#### WORK INSTRUCTIONS
Restate the material word for word and leave out anything that is a picture.

------------------------------------------------------------------------

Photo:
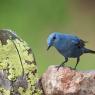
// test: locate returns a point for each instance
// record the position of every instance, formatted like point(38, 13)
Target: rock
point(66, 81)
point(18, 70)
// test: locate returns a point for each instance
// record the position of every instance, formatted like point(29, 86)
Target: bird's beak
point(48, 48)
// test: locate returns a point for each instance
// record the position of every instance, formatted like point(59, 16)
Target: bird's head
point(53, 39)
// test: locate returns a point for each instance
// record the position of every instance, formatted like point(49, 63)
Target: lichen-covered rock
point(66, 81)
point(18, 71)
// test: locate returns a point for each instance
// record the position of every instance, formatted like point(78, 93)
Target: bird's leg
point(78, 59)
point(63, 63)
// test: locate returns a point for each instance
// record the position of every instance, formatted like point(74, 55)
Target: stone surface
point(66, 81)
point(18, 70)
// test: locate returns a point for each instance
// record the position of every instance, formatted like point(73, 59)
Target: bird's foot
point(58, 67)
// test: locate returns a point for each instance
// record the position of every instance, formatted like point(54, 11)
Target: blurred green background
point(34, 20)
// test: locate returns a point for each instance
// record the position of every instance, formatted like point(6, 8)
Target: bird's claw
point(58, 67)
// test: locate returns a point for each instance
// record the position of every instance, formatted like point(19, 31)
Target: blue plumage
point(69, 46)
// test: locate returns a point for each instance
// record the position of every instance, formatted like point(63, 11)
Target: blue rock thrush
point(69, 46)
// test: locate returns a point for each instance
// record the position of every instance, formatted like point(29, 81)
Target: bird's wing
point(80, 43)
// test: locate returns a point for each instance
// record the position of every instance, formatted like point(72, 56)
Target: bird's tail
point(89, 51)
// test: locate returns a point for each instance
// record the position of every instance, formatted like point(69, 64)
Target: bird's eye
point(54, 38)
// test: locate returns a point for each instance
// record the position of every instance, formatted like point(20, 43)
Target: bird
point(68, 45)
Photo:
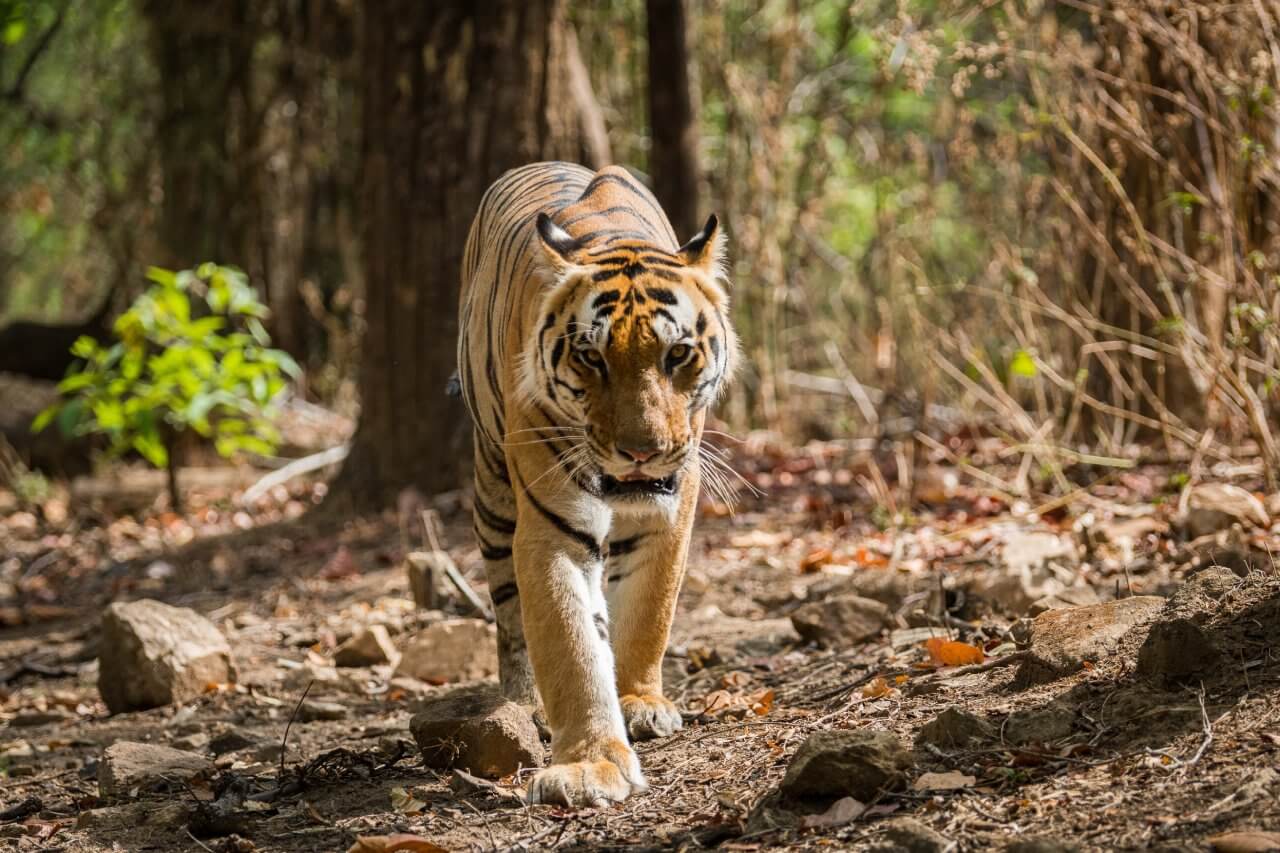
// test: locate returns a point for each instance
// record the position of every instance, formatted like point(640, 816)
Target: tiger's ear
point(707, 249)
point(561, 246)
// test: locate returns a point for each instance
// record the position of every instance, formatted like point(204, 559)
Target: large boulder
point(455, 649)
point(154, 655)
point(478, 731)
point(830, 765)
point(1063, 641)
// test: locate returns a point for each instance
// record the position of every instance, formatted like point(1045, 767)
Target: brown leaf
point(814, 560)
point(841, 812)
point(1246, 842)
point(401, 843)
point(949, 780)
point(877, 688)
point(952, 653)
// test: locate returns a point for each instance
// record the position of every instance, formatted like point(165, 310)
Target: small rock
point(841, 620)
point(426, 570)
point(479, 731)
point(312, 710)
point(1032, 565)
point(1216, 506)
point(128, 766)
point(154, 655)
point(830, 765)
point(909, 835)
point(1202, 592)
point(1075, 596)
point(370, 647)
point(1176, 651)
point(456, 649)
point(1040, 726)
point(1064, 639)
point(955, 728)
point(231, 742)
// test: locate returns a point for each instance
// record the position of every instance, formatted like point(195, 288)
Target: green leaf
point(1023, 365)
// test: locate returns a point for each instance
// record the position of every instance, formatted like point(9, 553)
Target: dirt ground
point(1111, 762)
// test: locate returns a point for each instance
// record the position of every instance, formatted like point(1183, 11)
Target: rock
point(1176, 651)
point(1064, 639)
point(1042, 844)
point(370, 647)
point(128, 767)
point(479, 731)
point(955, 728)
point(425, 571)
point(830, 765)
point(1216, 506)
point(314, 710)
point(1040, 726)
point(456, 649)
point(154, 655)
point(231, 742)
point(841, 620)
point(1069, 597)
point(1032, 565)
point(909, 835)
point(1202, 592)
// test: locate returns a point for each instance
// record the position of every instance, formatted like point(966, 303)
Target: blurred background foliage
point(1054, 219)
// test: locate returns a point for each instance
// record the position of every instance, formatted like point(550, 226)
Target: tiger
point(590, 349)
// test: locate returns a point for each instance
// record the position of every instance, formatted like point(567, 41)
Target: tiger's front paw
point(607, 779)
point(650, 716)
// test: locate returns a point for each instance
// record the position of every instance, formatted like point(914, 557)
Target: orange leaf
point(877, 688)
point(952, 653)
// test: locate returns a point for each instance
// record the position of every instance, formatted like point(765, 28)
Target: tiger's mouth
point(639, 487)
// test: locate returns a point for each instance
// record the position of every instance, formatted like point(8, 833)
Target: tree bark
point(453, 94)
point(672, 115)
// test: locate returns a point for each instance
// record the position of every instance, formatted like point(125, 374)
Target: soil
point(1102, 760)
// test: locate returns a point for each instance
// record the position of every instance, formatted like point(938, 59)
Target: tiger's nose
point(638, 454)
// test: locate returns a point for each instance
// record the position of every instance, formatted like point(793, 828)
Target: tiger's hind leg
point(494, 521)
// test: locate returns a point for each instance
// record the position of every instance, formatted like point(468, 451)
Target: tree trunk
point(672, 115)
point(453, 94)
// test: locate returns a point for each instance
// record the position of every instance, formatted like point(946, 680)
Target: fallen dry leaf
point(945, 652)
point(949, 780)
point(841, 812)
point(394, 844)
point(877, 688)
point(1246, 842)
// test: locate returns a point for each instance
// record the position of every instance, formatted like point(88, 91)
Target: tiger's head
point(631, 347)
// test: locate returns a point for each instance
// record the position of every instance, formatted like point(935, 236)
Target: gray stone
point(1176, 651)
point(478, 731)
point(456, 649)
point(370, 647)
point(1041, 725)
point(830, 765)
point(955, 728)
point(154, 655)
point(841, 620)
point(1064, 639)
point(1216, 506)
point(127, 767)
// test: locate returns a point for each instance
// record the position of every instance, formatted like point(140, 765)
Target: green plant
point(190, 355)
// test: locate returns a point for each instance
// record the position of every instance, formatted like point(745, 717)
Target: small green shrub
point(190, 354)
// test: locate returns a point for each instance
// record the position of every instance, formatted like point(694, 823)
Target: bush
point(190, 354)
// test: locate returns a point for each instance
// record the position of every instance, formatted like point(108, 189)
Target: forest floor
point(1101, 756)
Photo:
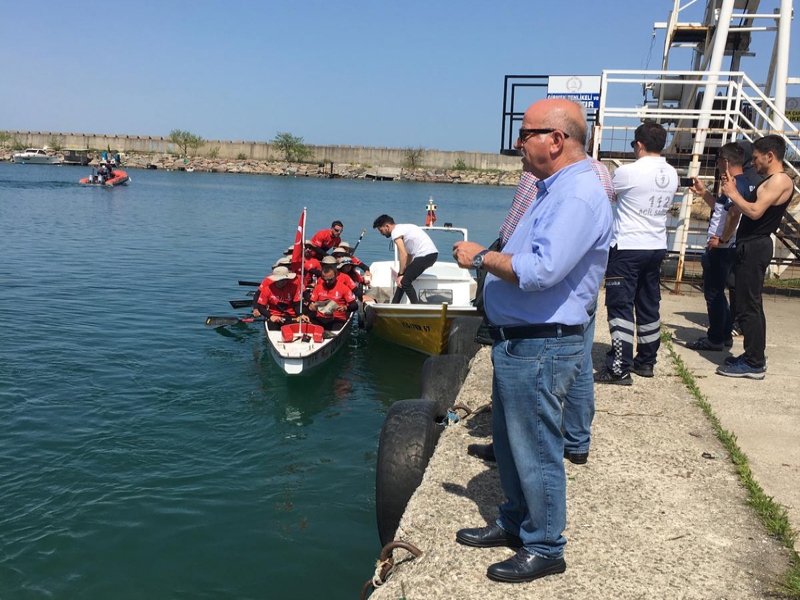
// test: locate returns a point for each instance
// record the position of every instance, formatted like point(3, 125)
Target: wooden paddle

------------------------------------------------------------------------

#### RESULT FOR THIS EXERCISE
Photo:
// test: locate returns a point for each instance
// record the position of every instance, formatted like point(38, 13)
Target: rock
point(66, 81)
point(18, 70)
// test: locate returns a point for each instance
// record the position of every instance, formatted like point(29, 86)
Target: bird's beak
point(48, 48)
// test: locate returns a point for each instance
// record the position of every instance, formatted like point(59, 16)
Target: bird's head
point(53, 39)
// test: locate returns a point for each instance
// record the position of every instance, formatted like point(49, 63)
Target: lichen-covered rock
point(66, 81)
point(18, 71)
// test: locate returns a point for each instance
// record the position of every instance, formatted like point(78, 93)
Target: bird's leg
point(78, 59)
point(63, 63)
// test: locate returns a point for each instance
// record the position of every instance, formatted like point(74, 55)
Target: stone surface
point(66, 81)
point(18, 70)
// test: locate returns a point for each instance
// record the position of every instance, formatted like point(73, 59)
Target: bird's foot
point(58, 67)
// test: locate returns a point for each instance
// record the position of every instance, formatted like point(54, 11)
Target: blurred green background
point(34, 20)
// test: locate returns a point for each instance
// record the position of every instance, formatted like point(6, 8)
Target: bird's claw
point(58, 67)
// test: locate returns a point for each instance
// record the position of every instance, formatted like point(19, 31)
Target: blue plumage
point(69, 46)
// test: locate returns a point for each instance
// record the position of every instance, formatted like point(63, 11)
Target: blue rock thrush
point(69, 46)
// test: locate returns a point for each instance
// record the position of every instance, formatted like point(29, 81)
Target: bird's wing
point(80, 43)
// test: locate returns a point for each instance
// record the position of every instance, formatted like point(72, 56)
Target: bird's tail
point(89, 51)
// test: locate returns a point for each instance
// record the position of every instance, formatted like point(69, 64)
Target: bird's eye
point(54, 38)
// test: locate returns a point for each instance
// record the position of every instance, formatted like point(20, 43)
Target: bird
point(68, 45)
Photo:
// test: locate returns a point for each instance
// record the position of every instance, formatted like point(640, 816)
Target: tiger's ear
point(707, 249)
point(561, 246)
// test: locate returns a point for each instance
// record the position of every instance, formatted like point(204, 559)
Target: large boulder
point(455, 649)
point(154, 655)
point(478, 731)
point(830, 765)
point(1063, 641)
// test: locate returns a point for each instance
// record the position of every instance, formatted like point(1045, 767)
Target: brown leaf
point(814, 560)
point(841, 812)
point(1246, 842)
point(401, 843)
point(949, 780)
point(877, 688)
point(952, 653)
// test: locate returns a point for each instance
// record the position of every instance, formatted like point(165, 310)
Target: small rock
point(841, 620)
point(426, 570)
point(479, 731)
point(312, 710)
point(1032, 565)
point(1216, 506)
point(128, 766)
point(154, 655)
point(830, 765)
point(909, 835)
point(1202, 592)
point(1075, 596)
point(370, 647)
point(1176, 651)
point(456, 649)
point(1040, 726)
point(1064, 639)
point(955, 728)
point(231, 742)
// test: locate returns a point for each instance
// record the position of every instance, formatted like point(195, 288)
Target: green leaf
point(1023, 365)
// test: locate returns a point for each instance
// record the position of every instance, formatted like point(9, 553)
Target: dirt ground
point(1111, 762)
// test: locate returns a point for each instance
// record the position of every instance, formatted like point(1183, 11)
Target: rock
point(1176, 651)
point(1064, 639)
point(1042, 844)
point(370, 647)
point(128, 767)
point(479, 731)
point(955, 728)
point(425, 571)
point(830, 765)
point(1216, 506)
point(314, 710)
point(1040, 726)
point(456, 649)
point(154, 655)
point(231, 742)
point(841, 620)
point(1069, 597)
point(1032, 565)
point(909, 835)
point(1202, 592)
// test: locate returns a point for each instance
// record the position of every instance, formatted like point(966, 303)
Target: blurred background foliage
point(1054, 219)
// test: locate returns a point for each instance
// record the position of every instance, formatted like point(550, 226)
Target: tiger
point(590, 349)
// test: locate returns a point for each instance
// record the position of every instance, formatted like point(567, 41)
Target: tiger's front paw
point(607, 779)
point(650, 716)
// test: locate returns a point for each instance
// record the position of every instance, formatted like point(914, 557)
Target: orange leaf
point(877, 688)
point(952, 653)
// test: locate returns a point for each instance
// record the position of every instance, formatted like point(765, 28)
Target: tiger's mouth
point(639, 487)
// test: locate returns a point for each instance
// record the position of every instance, formatted like point(8, 833)
Target: tree bark
point(453, 94)
point(672, 115)
// test: locate returns a point for each instance
// record the position of every instance, formatted like point(125, 374)
Target: soil
point(1102, 760)
// test: locate returns a point for each instance
// record the position of every instance, formatted like point(938, 59)
Target: tiger's nose
point(638, 454)
// test: locate returns a point for each instance
// record the position of every instance, formatted like point(793, 828)
Target: tiger's hind leg
point(494, 521)
// test: locate returns a point for each instance
// record the position of every instance, formatted like point(468, 451)
Target: tree trunk
point(672, 115)
point(453, 94)
// test: locate returns a point for each instance
// record the position of every instance, formatted like point(946, 680)
Target: fallen dry leaf
point(945, 652)
point(949, 780)
point(841, 812)
point(394, 844)
point(877, 688)
point(1246, 842)
// test: locate returns a point for each instance
// record the position of every instance, formatted like point(88, 91)
Target: tiger's head
point(631, 347)
// test: locate returns a point for each instance
// record the position of every instance, formatted like point(935, 236)
Target: gray stone
point(1176, 651)
point(478, 731)
point(456, 649)
point(370, 647)
point(1041, 725)
point(830, 765)
point(955, 728)
point(154, 655)
point(841, 620)
point(1064, 639)
point(1216, 506)
point(127, 767)
// test: locate returns a point for each instance
// record the position of every instance, formatted like point(140, 765)
Target: green plant
point(190, 355)
// test: locate returns a point for each instance
// record the position of every instance, formatted like point(745, 717)
Target: small green shrub
point(190, 354)
// test: locate returns a point for each instance
// record the position of every instance, formatted like point(694, 823)
Target: bush
point(190, 354)
// test: locate returns a point for each instance
// record the position of every instance, formatted like point(108, 189)
Target: forest floor
point(1101, 756)
Photo:
// test: locate returns a point for each instance
// record the position of every instance, formatted like point(3, 125)
Target: wooden paddle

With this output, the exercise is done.